▸ **Task details**:
Continue the Neo4j Lucene indexing page from the point at which it stops.
-- Start of Source --
Neo4j::Core Lucene

andreasronge edited this page Aug 16, 2012 · 5 revisions
Clone this wiki locally

Neo4j comes included with the lucene document database.
A common use case for using lucene is searching for one node and from that node traverse or use a cypher query.

Define an Index

The lucene integration uses the beforeCommit hook, see http://docs.neo4j.org/chunked/1.7/transactions-events.html. The method Neo4j::Node.trigger_on is used to tell neo4j.rb which nodes or relationship it will index.
The Neo4j::Node.index method is used to tell which properties are going to be index and which type of index should be used.

Example:

Neo4j::Node.trigger_on(:typex => 'MyTypeX')
Neo4j::Node.index :name
Neo4j::Node.index :description, :type => :fulltext
Neo4j::Node.index :age, :field_type => Fixnum

Notice: only properties that have been set are added to the index. Thus a property with no set value and no default value will NOT be matched by a wildcard query (*)!

:trigger_on

The declaration above will tell neo4j.rb that only nodes which have the property typex value MyTypeX will be indexed. When the before commit hook finds a node with that property it will index each property declared with the Neo4j::Node.index method. You can declare several properties and each property can take several values. This is used for example when the same property (_classname) can be triggered by different values (the name of each subclass) – see for example the use of trigger_on in the Neo4j::NodeMixin implemementation.

:type

The default type of index being used is exact. The example above declares index on property name and description with different types of indexes (exact and fulltext).

:field_type

All values are indexed as Strings in lucene by default. If you want to index a value as a numeric value you can specify that with setting :field_type to Fixnum or Float. By doing that allows you to use lucene range searches.

Notice, if you are using the Neo4j::NodeMixin or Neo4j::Rails::Model@ you define an index using the property method instead.

Notice You can’t find using a String on none String field_types. Instead you must use hash queryes (e.g. Neo4j::Node.find(:age => 4) !

Custom Index

Instead of using the Neo4j::Node.index or Neo4j::Relationship.index methods you can define your own class for indexing. This allows you to have different lucene index files and configurations.

Example:

class MyIndex
  extend Neo4j::Core::Index::ClassMethods
  include Neo4j::Core::Index

  self.node_indexer do
    index_names :exact => 'myindex_exact', :fulltext => 'myindex_fulltext'
    trigger_on :myindex => true # trigger on all nodes having property myindex == true
  end

  index :name
end

This class is also used when searching, e.g. MyIndex.find(:name => 'andreas').first

For index on relationship use the rel_indexer method instead of the node_indexer method.

See also neo4j-creating-custom-index blog

Search

Lucene Query Language

You can use the lucene query language

Let say you have defined the index on the Neo4j::Node class like this:

Neo4j::Node.trigger_on(:typex => 'MyTypeX')
Neo4j::Node.index(:name)

And you have created a node like this:

a = Neo4j::Node.new(:name => 'andreas', :typex => 'MyTypeX')

Then you can find it using the lucene query syntax like this:

 Neo4j::Node.find('name: andreas') {|result| puts result.first[:name] }

 # or same if this if you want to close the lucene connection yourself
 result = Neo4j::Node.find('name: andreas')
-- End of Source --
-- Start of Dataset --
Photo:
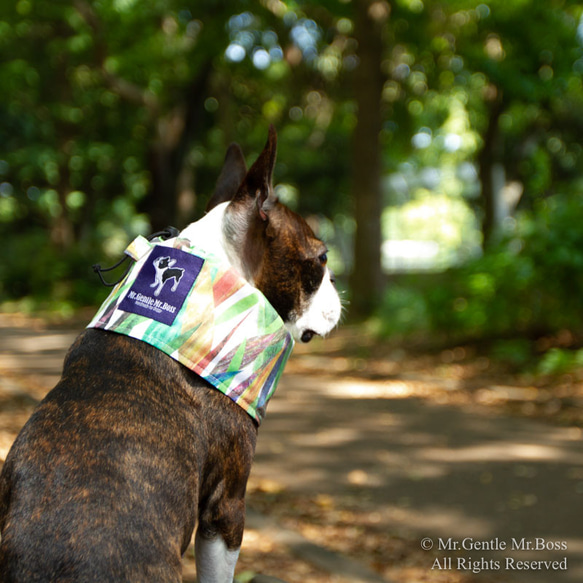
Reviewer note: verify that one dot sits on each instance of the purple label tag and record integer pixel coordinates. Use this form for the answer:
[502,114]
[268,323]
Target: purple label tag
-- End of Dataset --
-- Start of Dataset --
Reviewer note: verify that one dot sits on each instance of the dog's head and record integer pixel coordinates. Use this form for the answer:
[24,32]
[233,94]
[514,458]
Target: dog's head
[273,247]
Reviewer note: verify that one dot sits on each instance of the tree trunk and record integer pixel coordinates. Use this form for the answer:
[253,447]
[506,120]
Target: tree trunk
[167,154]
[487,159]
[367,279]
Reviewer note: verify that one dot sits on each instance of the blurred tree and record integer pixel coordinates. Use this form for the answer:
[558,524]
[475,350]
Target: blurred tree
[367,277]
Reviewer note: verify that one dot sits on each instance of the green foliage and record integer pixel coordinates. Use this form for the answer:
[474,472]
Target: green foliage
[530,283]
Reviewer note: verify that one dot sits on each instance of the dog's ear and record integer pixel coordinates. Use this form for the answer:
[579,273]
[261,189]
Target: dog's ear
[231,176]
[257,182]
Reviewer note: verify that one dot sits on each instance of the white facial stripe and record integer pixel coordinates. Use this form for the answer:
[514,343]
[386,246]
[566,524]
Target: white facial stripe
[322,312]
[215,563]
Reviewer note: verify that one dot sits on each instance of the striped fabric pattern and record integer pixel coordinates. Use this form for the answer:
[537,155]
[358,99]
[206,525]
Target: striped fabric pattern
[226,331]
-- End of Dataset --
-- Start of Dataset --
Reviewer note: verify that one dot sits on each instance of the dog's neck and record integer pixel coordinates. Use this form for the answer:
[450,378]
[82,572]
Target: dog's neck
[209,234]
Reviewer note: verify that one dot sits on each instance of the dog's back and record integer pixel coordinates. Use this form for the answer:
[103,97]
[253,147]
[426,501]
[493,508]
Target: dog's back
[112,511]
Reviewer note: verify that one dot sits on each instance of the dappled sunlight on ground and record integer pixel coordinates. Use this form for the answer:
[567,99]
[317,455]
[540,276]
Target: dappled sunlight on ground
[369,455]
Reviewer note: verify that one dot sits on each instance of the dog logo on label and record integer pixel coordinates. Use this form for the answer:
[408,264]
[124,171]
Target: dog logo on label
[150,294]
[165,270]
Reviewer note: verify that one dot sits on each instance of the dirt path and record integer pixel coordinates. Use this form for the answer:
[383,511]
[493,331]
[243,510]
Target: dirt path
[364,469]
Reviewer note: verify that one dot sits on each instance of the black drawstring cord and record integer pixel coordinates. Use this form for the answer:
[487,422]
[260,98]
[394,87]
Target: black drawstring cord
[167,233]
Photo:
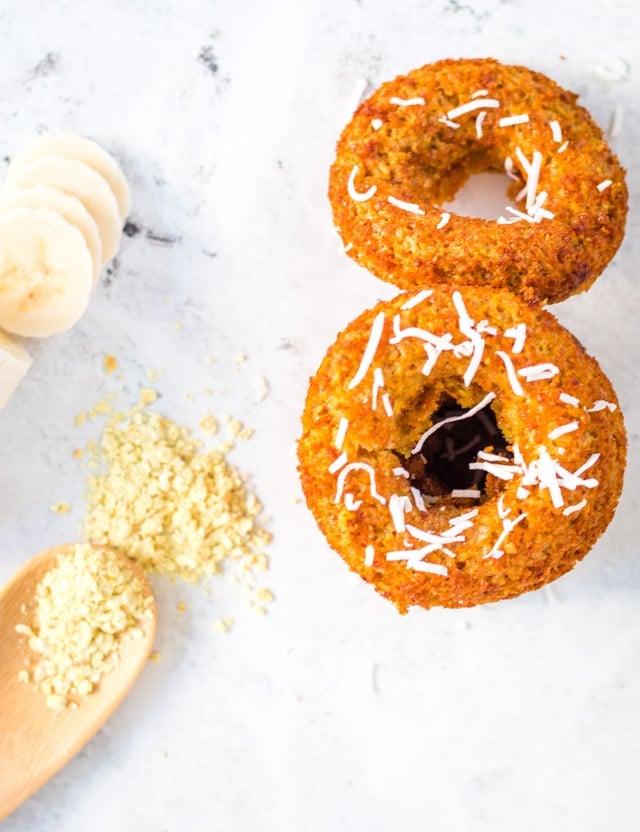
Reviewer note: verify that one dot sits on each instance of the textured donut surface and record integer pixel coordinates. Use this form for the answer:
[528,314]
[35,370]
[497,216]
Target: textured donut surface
-- End of Dataset --
▸ **Task output**:
 puts result.first[:name]
 result.close

Notice It is important that you close the lucene connection. Either use the block approach or call the close method on the query result.

Notice The Neo4j::Rails::Model.find and Neo4j::Rails::Relationship.find methods does close the lucene connection automatically using a Rack.

Search in Property Arrays.

A property in neo4j can be an array of (primitive) values.
Lucene does also support searching in arrays of values.

Example:

# don't forget declare index on things: Neo4j::Node.index :things
Neo4j::Transaction.new do
  Neo4j::Node.new(:things => ['aaa', 'bbb', 'ccc'])
end

Neo4j::Node.find("things: bbb"){|r| puts r.first}

You can also search with an array of values. Example let find a node with property :things having value "bbb" or "ccc" :

Neo4j::Node.find(:things => ["bbb", "ccc"]){|r| puts r.first}

The search will result in an OR lucene search for that property.

Fulltext and Exact

By default indexes are of type :exact which is great for indexing keywords etc.
To index each word in a text you should use a fulltext index. Fulltext uses white-space tokenizer in its analyzer. Add the type :fulltext (:exact is default) when you declare the index and in the find method.

Example:

MyIndex.index :name, :type => :fulltext
MyIndex.find('name: andreas', :type => :fulltext).first #=> andreas

Notice You must specify the :type in the find method unless you are using a :exact index.

Hash Queries

By using a hash instead of String inj the find method you can search on several properties at once (a compound AND lucene query).

MyIndex.find(:name => 'asd').or(:wheels => 8).first.should == thing3

Compound Queries

You can make compound queries using the and or and not method on the query result.

Example

MyIndex.find(:name => 'asd').or(:wheels => 8).first.should == thing3

Range Search

If you want to do a numerical range search you must declare the index field_type to Fixnum or Float
For Neo4j::Rails::Model and Neo4j::NodeMixin you do that with the :type config on the property instead of using the field_type on the index method.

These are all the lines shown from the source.